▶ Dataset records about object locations
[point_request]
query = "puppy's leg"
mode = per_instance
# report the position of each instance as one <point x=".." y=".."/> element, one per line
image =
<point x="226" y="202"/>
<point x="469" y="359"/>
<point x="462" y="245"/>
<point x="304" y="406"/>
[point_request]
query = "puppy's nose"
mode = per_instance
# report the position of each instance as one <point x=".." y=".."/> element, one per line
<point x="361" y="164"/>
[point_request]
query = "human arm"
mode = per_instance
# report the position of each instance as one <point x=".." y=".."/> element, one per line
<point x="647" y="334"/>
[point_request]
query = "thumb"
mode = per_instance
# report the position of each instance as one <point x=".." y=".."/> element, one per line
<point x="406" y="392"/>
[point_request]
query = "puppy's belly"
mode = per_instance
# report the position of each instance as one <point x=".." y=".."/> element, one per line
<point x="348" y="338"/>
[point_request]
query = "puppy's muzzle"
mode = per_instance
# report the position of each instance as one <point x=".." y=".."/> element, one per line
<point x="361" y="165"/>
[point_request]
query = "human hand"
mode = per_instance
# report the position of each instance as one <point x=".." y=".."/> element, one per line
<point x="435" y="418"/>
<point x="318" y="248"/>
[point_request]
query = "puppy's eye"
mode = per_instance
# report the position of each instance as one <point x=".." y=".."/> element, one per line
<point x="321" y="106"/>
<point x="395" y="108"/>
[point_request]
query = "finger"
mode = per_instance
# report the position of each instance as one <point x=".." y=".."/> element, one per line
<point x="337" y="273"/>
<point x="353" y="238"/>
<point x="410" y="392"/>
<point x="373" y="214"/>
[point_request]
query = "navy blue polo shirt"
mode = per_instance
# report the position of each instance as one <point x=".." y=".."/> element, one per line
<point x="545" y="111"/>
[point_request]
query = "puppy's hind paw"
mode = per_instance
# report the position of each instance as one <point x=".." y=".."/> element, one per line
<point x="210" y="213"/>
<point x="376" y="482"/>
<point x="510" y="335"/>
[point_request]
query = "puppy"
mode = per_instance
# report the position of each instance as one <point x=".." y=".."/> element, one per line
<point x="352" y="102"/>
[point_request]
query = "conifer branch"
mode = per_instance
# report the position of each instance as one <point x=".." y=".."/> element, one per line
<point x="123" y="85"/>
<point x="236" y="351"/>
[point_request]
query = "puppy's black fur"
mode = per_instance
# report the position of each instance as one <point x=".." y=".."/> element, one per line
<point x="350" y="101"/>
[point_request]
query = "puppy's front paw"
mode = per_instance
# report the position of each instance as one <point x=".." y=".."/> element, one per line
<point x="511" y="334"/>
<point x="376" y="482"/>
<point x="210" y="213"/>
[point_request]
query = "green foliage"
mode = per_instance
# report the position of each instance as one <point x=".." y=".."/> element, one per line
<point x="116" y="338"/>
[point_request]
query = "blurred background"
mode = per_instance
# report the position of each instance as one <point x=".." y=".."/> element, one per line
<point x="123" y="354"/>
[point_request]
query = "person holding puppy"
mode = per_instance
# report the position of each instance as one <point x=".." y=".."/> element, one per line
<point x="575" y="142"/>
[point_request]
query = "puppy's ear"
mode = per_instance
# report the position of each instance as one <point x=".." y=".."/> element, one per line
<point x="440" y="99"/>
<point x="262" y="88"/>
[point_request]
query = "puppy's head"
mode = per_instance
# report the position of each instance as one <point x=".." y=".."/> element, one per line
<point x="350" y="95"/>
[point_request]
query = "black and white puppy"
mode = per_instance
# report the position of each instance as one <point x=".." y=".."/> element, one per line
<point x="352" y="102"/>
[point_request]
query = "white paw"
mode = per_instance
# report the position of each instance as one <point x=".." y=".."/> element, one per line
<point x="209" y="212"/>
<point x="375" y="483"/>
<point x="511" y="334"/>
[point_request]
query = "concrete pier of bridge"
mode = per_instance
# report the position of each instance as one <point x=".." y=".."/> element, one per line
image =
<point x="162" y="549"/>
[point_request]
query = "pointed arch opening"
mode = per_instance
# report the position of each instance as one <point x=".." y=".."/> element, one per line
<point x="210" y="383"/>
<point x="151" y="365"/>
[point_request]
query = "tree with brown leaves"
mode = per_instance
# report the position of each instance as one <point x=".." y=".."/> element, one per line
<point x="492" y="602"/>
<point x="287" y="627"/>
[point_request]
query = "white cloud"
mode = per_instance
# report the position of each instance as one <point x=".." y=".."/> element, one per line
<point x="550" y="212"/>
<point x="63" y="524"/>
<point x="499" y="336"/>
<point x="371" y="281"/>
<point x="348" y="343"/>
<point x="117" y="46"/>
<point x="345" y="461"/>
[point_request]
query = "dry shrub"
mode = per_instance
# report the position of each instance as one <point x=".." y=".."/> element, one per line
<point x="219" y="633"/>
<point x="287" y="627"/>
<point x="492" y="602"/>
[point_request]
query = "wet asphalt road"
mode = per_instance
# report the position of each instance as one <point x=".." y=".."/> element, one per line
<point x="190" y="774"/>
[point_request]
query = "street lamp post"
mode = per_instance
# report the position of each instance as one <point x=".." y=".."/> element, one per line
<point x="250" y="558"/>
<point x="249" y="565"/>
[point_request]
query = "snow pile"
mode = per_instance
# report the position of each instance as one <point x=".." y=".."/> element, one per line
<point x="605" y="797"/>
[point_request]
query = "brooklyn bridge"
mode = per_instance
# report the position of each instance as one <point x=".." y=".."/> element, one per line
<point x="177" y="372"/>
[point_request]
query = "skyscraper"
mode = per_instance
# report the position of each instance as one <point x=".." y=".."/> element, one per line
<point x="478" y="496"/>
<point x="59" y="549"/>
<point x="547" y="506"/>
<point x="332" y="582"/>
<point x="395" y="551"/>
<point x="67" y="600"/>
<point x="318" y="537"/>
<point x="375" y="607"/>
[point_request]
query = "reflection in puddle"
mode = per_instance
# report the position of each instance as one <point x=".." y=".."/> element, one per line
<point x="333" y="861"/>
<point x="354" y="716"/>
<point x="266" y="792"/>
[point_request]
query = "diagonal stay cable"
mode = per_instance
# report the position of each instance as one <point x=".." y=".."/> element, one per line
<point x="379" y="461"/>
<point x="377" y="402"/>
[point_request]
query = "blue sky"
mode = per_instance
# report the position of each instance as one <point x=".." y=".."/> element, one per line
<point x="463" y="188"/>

▶ WHAT YOU SHOULD DO
Gather every line in the entries above that contains the word "blue", and treat uppercase and lowercase letters as different.

▶ EXERCISE RESPONSE
query = "navy blue polo shirt"
query = "blue sky"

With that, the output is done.